Binki, finally someone that's honest. I know this forum is design to help people, but you have to be realistic in your advice. Running a DTG in a home environment is just a bad idea. Those printers have to be running everyday or you'll be running into all kinds of errors. And are you really going to want to print samples shirts on days you don't have orders and you are at home tired? That's something to think about. If you just starting off and you are operating out of a home, I recommend a wide format inkjet or laser printer, a heat press and vinyl cutter. Go with Coreldraw, it's easier to learn and you grow from there. DTG is meant for establish or high traffic area printers.


----------



## SmilinMike (Sep 24, 2012)

They both come with A heat press, and are a Epson modified printer. What is the way your talking about? It sounds just like a DTG. If you could explain the process I might understand better. As far as programs I was going with Corel x6, and Essentials since it is was cheaper than the full photo shop. I'm very creative and have worked Ina Screen shop about 15yrs ago.I cut film and folded shirts pulled a couple runs. When I say at Home I was going to start in Living Room with Anajet like there testimonials. But for the price I could get a NeoFlex for alittle bit more and be able to add on. Any start up advice is Good


----------



## LOSONE (Sep 29, 2012)

I have been reading this thread, since I am also trying to start up my own brand. I am confused on outsourcing production, buying equipment to produce in-house, what kind of products to buy, heat transfer or screen printing?

What is DTG?

Thanks 
LOS


----------



## SmilinMike (Sep 24, 2012)

Well, DTG is Direct to Garmet. So with an Epson based printer it prints directly onto the fabric then heat pressed to cure. Now most use a water based ink so ure basically dying the shirt rather than putting plastic on it. Now what I like is it's ECO friendly and the Knks from what I've been told are safe for kids. I've learned alot off this forum, but you can also get very confused so research, research, and watch out for Snake-oil salesmen I still haven't purchased any printers I'm still waiting for my Funds but now I have more knowledge and just need to go to see them in action


----------

■ Listed records ■
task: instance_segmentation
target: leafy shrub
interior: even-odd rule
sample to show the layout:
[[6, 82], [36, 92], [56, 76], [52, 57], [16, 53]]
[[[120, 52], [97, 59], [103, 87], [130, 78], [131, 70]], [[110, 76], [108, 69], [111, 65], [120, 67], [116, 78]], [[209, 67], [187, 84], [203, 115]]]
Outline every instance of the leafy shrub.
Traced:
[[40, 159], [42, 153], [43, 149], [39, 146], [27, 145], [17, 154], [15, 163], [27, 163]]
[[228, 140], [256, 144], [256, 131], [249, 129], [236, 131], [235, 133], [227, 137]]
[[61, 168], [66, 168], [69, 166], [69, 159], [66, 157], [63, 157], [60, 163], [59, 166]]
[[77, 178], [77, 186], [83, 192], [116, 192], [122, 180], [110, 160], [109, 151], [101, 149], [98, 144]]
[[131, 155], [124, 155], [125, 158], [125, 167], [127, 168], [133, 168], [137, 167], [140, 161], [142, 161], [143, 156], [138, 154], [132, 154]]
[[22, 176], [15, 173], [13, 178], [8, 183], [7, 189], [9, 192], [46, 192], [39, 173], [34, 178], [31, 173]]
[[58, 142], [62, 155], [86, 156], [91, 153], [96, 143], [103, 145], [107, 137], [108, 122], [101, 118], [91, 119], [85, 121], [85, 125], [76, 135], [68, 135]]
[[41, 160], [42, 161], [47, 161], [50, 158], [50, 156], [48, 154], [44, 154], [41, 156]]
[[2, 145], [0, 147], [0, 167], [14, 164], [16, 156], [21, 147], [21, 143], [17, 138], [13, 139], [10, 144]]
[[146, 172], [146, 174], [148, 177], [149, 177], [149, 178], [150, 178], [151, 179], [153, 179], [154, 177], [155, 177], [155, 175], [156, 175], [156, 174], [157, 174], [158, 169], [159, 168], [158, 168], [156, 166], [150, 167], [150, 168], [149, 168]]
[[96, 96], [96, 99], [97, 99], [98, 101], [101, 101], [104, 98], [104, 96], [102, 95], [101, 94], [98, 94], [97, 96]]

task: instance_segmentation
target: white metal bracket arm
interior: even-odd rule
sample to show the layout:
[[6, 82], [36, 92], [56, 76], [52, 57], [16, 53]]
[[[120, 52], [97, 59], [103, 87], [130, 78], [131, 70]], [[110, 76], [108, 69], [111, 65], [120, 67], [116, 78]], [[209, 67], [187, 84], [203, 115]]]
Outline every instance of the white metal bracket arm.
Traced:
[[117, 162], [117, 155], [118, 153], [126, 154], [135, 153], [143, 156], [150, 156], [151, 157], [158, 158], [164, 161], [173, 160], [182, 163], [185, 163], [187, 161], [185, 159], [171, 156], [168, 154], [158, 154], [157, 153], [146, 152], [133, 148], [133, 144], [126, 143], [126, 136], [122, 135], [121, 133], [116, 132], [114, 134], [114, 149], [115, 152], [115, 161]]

■ Problem ■
Turn the forum thread paragraph that begins "Binki, finally someone that's honest" into a short bulleted list of its main points.

■ Exercise result ■
- Advice on the forum should be realistic.
- Running a DTG printer at home is a bad idea.
- DTG printers have to run every day, or they run into all kinds of errors.
- That means printing sample shirts even on days with no orders, when you're tired.
- Someone starting out from home should use a wide format inkjet or laser printer, a heat press and a vinyl cutter.
- Coreldraw is easier to learn and lets you grow from there.
- DTG is meant for established or high-traffic printers.